> **MATERIAL SHOWN**:
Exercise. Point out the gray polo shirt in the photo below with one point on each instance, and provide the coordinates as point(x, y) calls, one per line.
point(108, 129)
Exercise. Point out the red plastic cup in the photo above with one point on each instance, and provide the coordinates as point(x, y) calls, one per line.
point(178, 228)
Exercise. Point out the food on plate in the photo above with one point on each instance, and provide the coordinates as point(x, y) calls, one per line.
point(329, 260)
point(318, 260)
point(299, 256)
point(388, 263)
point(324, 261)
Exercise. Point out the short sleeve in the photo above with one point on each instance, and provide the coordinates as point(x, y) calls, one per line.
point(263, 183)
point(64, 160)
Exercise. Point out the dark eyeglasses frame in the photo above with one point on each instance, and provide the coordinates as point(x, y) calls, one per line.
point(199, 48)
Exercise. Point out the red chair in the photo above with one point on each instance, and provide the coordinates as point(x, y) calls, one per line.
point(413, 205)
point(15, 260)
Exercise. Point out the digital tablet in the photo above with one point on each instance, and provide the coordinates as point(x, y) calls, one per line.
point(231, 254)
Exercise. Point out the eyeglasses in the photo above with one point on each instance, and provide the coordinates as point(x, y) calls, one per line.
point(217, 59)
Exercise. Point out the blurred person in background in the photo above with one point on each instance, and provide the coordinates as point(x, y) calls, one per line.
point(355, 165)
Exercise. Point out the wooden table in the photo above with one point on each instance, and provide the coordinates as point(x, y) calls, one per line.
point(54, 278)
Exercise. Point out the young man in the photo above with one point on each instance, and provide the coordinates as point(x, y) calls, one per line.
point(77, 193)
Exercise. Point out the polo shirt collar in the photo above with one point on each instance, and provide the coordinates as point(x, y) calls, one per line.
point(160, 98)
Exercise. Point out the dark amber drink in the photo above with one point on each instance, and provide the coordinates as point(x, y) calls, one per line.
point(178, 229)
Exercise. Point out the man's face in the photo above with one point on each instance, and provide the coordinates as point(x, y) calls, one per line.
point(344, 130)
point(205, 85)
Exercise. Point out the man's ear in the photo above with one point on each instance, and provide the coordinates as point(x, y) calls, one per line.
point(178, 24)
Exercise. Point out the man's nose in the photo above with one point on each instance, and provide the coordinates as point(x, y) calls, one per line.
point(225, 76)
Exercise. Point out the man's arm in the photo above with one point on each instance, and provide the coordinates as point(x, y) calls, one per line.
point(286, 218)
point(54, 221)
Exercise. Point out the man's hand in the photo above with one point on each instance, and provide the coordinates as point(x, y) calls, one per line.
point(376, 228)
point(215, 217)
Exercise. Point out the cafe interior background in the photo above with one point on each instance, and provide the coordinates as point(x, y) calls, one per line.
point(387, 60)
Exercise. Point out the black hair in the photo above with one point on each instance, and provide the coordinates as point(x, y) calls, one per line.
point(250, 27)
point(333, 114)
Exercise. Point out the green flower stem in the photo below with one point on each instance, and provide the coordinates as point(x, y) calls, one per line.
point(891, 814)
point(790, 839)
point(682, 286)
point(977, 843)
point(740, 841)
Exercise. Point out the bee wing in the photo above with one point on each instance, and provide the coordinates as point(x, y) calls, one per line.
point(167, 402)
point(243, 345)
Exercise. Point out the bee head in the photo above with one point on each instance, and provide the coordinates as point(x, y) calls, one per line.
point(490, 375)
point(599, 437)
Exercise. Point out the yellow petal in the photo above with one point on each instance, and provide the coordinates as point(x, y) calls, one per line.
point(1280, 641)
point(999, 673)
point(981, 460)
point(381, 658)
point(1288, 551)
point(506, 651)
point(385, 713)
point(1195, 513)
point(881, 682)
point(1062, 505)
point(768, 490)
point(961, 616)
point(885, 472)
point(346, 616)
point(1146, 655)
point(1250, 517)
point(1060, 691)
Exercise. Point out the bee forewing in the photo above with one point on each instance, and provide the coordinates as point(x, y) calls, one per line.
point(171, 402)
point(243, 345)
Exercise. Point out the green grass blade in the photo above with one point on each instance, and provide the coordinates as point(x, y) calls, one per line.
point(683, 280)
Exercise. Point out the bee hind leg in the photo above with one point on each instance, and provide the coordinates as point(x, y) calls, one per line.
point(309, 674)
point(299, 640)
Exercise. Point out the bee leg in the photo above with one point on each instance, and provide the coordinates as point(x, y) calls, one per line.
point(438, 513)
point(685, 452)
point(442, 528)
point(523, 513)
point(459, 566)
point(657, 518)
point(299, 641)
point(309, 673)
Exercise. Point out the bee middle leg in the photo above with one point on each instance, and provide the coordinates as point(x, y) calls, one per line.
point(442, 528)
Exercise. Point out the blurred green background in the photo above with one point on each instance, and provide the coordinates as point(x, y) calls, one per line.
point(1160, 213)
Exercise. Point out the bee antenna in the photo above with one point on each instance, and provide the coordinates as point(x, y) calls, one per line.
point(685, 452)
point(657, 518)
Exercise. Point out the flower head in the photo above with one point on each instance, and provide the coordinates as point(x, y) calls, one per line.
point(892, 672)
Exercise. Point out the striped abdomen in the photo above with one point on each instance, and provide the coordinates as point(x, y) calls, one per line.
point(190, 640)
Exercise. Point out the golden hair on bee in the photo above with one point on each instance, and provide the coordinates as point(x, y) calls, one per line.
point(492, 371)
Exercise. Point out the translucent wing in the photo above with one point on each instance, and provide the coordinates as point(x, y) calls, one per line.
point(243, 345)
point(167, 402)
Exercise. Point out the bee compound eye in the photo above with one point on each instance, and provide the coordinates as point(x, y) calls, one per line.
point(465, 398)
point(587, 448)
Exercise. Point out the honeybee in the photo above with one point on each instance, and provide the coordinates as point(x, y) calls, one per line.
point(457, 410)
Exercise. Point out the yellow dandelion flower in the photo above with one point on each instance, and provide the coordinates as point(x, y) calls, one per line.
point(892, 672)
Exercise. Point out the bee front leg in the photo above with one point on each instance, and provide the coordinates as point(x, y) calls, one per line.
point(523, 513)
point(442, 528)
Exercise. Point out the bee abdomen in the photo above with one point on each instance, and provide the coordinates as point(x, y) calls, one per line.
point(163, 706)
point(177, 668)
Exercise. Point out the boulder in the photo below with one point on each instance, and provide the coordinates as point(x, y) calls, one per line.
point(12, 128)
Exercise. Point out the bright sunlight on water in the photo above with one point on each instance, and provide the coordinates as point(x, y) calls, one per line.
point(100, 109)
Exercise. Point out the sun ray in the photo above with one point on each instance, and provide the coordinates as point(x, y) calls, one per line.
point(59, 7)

> **YOUR GOAL**: I would like the records restated exactly, with every line intact.

> **SOLUTION FOR THIS TASK**:
Exercise. Point out the gray polo shirt in the photo below with one point on each instance, and provide the coordinates as point(x, y) calls, one per line.
point(108, 129)
Exercise. Point out the red plastic cup in the photo above with one point on each instance, and provide the coordinates as point(x, y) calls, one per line.
point(178, 228)
Exercise. Point out the food on plate in the photo above with one point on each instance, and provide the coordinates as point(x, y) calls, one per line.
point(329, 260)
point(318, 260)
point(299, 256)
point(388, 263)
point(324, 261)
Exercise. Point out the short sleeve in the photo above with one point on each instance, and provide the coordinates as point(x, y) calls, one per line.
point(263, 183)
point(64, 160)
Exercise. Point out the dark eyeglasses frame in the photo above with one point on each instance, and provide the coordinates as point(x, y) calls, one per line.
point(199, 48)
Exercise. Point out the red chair in the photo above with one point on each instance, and provide the coordinates as point(x, y) calls, one per line.
point(413, 205)
point(15, 260)
Exercise. Point out the digital tablet in the photo above with one point on each instance, and provide the coordinates as point(x, y) calls, one per line.
point(231, 254)
Exercise. Point out the eyeglasses in the photo above with one point on each instance, and provide the coordinates as point(x, y) calls, one per line.
point(217, 59)
Exercise. Point out the blurred person in background in the photo above with one point on each instance, and provide the coordinates as point(x, y) calls, one per line.
point(355, 165)
Exercise. Point out the wooden table in the photo above with one point on each instance, and provide the coordinates as point(x, y) calls, one per line.
point(54, 278)
Exercise. Point out the young man in the photo above with one point on each instance, and provide the coordinates as point(x, y) calls, one per line.
point(77, 193)
Exercise. Point out the polo shirt collar in the photo above with one point on each instance, and provide the coordinates as point(x, y) calls, one per line.
point(160, 98)
Exercise. Point out the dark amber drink in the photo above with one point on each instance, and provide the coordinates as point(x, y) calls, one per line.
point(178, 229)
Exercise. Point out the man's face in the photo above with one point on each instance, and provide the coordinates as point(x, y) calls, one per line.
point(344, 130)
point(205, 85)
Exercise. Point out the man's ear in the photo above with one point on each instance, and provide the coordinates as point(x, y) calls, one per line.
point(178, 24)
Exercise. Point out the man's nose in the photo above with one point on each instance, and provide the coordinates as point(x, y) calls, one per line.
point(225, 76)
Exercise. Point out the man's arm in the photo above with one point on each instance, and provide the coordinates as point(x, y) calls, one per line.
point(286, 218)
point(54, 221)
Exercise. Point out the man's hand in the photo above with one point on each instance, and provide the coordinates as point(x, y) calls, one per line.
point(376, 228)
point(215, 217)
Exercise. Point out the cafe interior background in the photo above with one point on each instance, and provide the coordinates as point(x, y) calls, one per line.
point(387, 60)
Exercise. Point out the black hair in the photo above with one point on each instance, and provide the coordinates as point(x, y) calls, one per line.
point(250, 27)
point(333, 114)
Exercise. Point out the green flower stem in the photo below with one point on each instance, and provide the coordinates as point(x, y) calls, one per line.
point(891, 814)
point(790, 839)
point(682, 286)
point(977, 843)
point(740, 841)
Exercise. Point out the bee wing in the photo above with one point on each instance, and provide the coordinates as point(x, y) calls, one per line.
point(167, 402)
point(243, 345)
Exercise. Point out the bee head in the photo above with one point on each instance, and provide the coordinates as point(x, y) calls, one per line.
point(490, 375)
point(599, 437)
Exercise. Point out the yellow petal in the photo above with one point on each instance, and provide the coordinates as point(x, y) calls, one per line.
point(1280, 641)
point(999, 673)
point(981, 460)
point(381, 658)
point(1288, 551)
point(506, 651)
point(385, 713)
point(1195, 513)
point(881, 682)
point(1062, 505)
point(768, 490)
point(961, 616)
point(885, 472)
point(346, 616)
point(1146, 655)
point(1250, 517)
point(1060, 691)
Exercise. Point out the bee forewing in the photo above with one point on each instance, and provide the coordinates as point(x, y) calls, one per line.
point(171, 402)
point(243, 345)
Exercise. Point out the green grass blade in the photo above with one point on each instance, and provide the coordinates as point(x, y) calls, one per line.
point(683, 280)
Exercise. Point out the bee hind leg in the photo above with one point on each instance, and provide the coordinates as point(x, y) calls, one per line.
point(309, 674)
point(299, 640)
Exercise. Point out the bee leg in the photo above with one point on each instance, and provide the coordinates as point(x, y) calls, one per line.
point(438, 513)
point(685, 452)
point(442, 528)
point(523, 513)
point(459, 566)
point(657, 518)
point(299, 641)
point(309, 673)
Exercise. Point out the bee middle leg in the photo above with one point on each instance, and provide the coordinates as point(x, y) calls, one per line.
point(442, 528)
Exercise. Point out the blurred green background in the photo above with one point on each instance, and provide the coordinates as point(x, y) calls, one per line.
point(1160, 213)
Exercise. Point out the bee antenna in the photo above with one point on each instance, and provide the coordinates as point(x, y) calls, one per line.
point(685, 452)
point(657, 518)
Exercise. Point out the flower head in the photo above with one point on each instance, and provide the coordinates as point(x, y) calls, one per line.
point(892, 672)
Exercise. Point out the striped abdomen in the photo above with one point on each instance, and provide the coordinates as point(x, y) calls, one per line.
point(190, 640)
Exercise. Point out the golden hair on bee in the photo above with one point on each instance, and provide the coordinates as point(x, y) calls, one per line.
point(492, 371)
Exercise. Point out the translucent wing in the photo above with one point on each instance, and provide the coordinates as point(x, y) calls, one per line.
point(243, 345)
point(167, 402)
Exercise. Point out the bee compound eye in the photo above with one point on each instance, and provide the coordinates as point(x, y) calls, one per line.
point(465, 398)
point(587, 448)
Exercise. Point out the honeybee in the photo above with one point on each instance, and provide the coordinates as point(x, y) calls, one per line.
point(457, 410)
Exercise. Point out the yellow dandelion flower in the photo above with one point on each instance, and provide the coordinates as point(x, y) calls, one per line.
point(892, 672)
Exercise. Point out the bee front leg in the photo above with one point on each instance, and provide the coordinates as point(x, y) calls, one per line.
point(523, 513)
point(442, 528)
Exercise. Point out the bee abdomen in the photo above with one point on each instance, and provide the coordinates as point(x, y) calls, one per line.
point(163, 706)
point(177, 668)
Exercise. Point out the boulder in the photo below with one point on each instance, and provide the coordinates as point(x, y) calls, one per line.
point(12, 128)
Exercise. Point out the bright sunlight on water in the photo above with one point on each instance, and provide the coordinates as point(x, y) calls, one per line.
point(100, 109)
Exercise. Point out the sun ray in the photo above with one point on each instance, and provide the coordinates as point(x, y) calls, one per line.
point(59, 7)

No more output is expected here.